■ **Selected passage**:

It's a conversation driven play, fine acting and interesting situation.
What caught my attention was a 'diatribe' Billy Nighy's character delivered about the word spiritual and why he thought it was 'woolly'. He could understand religion because it had structure and direction but 'spirituality'!
As he delivered the speech, I caught a tightening of my stomach at an attack on something I believed in. That is the right of people to enjoy 'spirituality' against religion.
After mulling it over I thought I'd set down what I believe. With a face to face conversation it would develop in a different way but here goes.
One of the character's complaints about spirituality was that it was wishy washy as compared to religion with its structure, its formalised routines and rituals. I'd agree - it can be seen as a believe anything kind of haziness. But certainly for me I moved away from a formal religion not because of the structure which I enjoyed for much of the time, but because it had become just the structure and the belief had not continued.
I loved the music, the words of the King James Bible and the celebrations throughout the year but could I from my heart stand there and repeat the responses and mean them?
At the time I felt I couldn't and with the need of youth to be 'right' walked away, only taking part occasionally as part of family events.
But that then left me with the need to believe in something. I understand the logic of the humanists and their belief in each other and in the human self and I accept that we as mind body and spirit are magnificent creatures full of creativity and inventiveness, full of love and caring towards others.
I wanted more though. I wanted to be humbled maybe by something so much greater than a human being. So what about nature - surely that's enough to humble anyone. Writing this on the day after we caught the tail end of Hurricane Bertha yes I can understand that.
What else do I need then?
If I can't be satisfied with any of the above, what was I seeking? And does the word 'spirituality' cover it?
Well I need to dismiss the idea of spirituality as woolly. For me that doesn't work on an every day level. I am by and large a logical person but there is a me that seeks something greater than me. Terry Patten of Integral Spiritual Practice calls it the Mystery.
Maybe I am nearer primitive man than I want to believe. After all many of my physical reactions such as flight or fight, come from the old brain. Why not my need for this mystery?
And while I'm in awe of the many things the technological age of medicine can prove to us, I don't want it to prove exactly where in the brain this 'irrational' need for this greater mystery comes from.
I've experienced in NLP finding a place where I could look and run out of words. They called it the bliss point.
And that's the thing isn't it, there's a point where simply no words work, no description of what you feel makes any sense.
Describe what seeing a swan take off in majesty does for you. Or a sunset that envelopes you. Or a piece of music that sinks into every cell of your body.
In the end, for me it's a union of all the bits of me, the logical me that likes to create sacred ritual. The creative me that likes to write about what works on a moment by moment basis. And the me that wants to be bowled over by the power of something greater than my human imperfections.
To be bowled over by the power of love. Love of nature, love of people and the love that is the power of all healing.

■ **Exercise aim**:
Reproduce the reflection on spirituality from "Maybe I am nearer" through "mystery comes from.", switching "brain" to "mind" wherever it occurs.

■ **Information shown**:
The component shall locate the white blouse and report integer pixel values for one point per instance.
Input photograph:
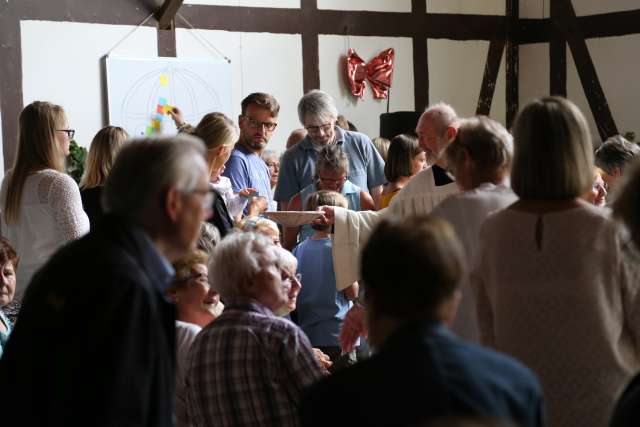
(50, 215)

==

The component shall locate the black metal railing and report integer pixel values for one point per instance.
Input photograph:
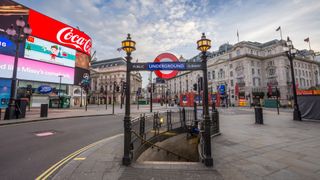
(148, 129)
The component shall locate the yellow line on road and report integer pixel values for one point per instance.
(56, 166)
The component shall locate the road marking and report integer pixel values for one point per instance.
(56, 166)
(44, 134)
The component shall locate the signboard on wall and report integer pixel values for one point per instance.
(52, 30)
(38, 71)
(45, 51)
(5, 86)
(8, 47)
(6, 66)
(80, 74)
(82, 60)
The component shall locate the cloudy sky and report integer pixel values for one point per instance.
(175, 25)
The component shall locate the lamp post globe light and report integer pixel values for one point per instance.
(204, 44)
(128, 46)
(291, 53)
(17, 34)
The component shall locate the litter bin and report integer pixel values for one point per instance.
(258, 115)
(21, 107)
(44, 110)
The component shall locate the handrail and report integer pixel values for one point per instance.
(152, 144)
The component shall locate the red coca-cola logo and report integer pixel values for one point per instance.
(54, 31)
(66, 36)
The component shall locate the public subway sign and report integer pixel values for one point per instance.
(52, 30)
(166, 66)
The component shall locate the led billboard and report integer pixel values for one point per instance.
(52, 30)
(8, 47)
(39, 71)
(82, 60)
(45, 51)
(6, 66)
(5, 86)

--

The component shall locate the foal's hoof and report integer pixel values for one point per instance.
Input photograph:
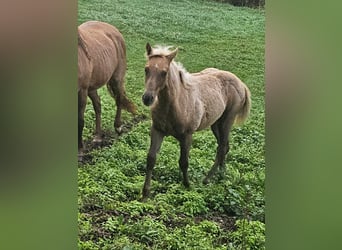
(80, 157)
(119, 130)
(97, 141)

■ **Solution for this problem**:
Maybe I am nearer primitive man than I want to believe. After all many of my physical reactions such as flight or fight, come from the old mind. Why not my need for this mystery?
And while I'm in awe of the many things the technological age of medicine can prove to us, I don't want it to prove exactly where in the mind this 'irrational' need for this greater mystery comes from.